Task instructions: Reproduce the listing below line for line, without changing anything.

Material for this exercise:

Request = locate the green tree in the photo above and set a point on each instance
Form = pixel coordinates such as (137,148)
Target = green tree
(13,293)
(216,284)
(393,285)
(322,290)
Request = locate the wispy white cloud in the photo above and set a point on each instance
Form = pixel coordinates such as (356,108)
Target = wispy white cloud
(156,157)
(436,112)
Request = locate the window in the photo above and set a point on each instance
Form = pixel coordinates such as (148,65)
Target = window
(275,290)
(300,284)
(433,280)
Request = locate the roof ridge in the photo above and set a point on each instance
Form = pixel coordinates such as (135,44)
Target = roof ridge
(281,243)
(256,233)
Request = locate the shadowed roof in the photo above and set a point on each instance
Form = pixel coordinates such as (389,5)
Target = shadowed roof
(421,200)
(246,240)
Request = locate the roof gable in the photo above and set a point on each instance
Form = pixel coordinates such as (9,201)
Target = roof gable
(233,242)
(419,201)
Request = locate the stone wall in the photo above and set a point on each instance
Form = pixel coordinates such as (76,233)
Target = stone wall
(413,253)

Solution:
Request = locate the green tree in the photo above and set a point on each instance
Form = pixel coordinates such as (137,148)
Target = green tree
(13,293)
(216,284)
(393,285)
(322,290)
Request = locate the wispy white cloud in the photo above and set a point on each instance
Form = pixel coordinates such as (356,108)
Target = wispy white cloud
(156,157)
(436,112)
Request = locate the window in the photo above and set a point on each instance
Form = pixel coordinates such as (148,65)
Target = window
(275,290)
(300,284)
(433,280)
Request = locate the roof ridge in the photo above and set a point on each instance
Form = pixel coordinates such as (135,44)
Target = roof ridge
(281,243)
(256,233)
Request = locate the shadowed roof in the photo above and set a point on each instance
Form = pixel coordinates such as (389,5)
Target = shadowed roof
(421,200)
(246,240)
Request = locate the roof gable in the photo above and set a point on each instance
Form = pixel coordinates such as (9,201)
Target = roof gable
(233,242)
(419,201)
Request = locate the stone wall in the photo above and set a point on each instance
Form = pixel coordinates such as (76,233)
Target = stone wall
(413,253)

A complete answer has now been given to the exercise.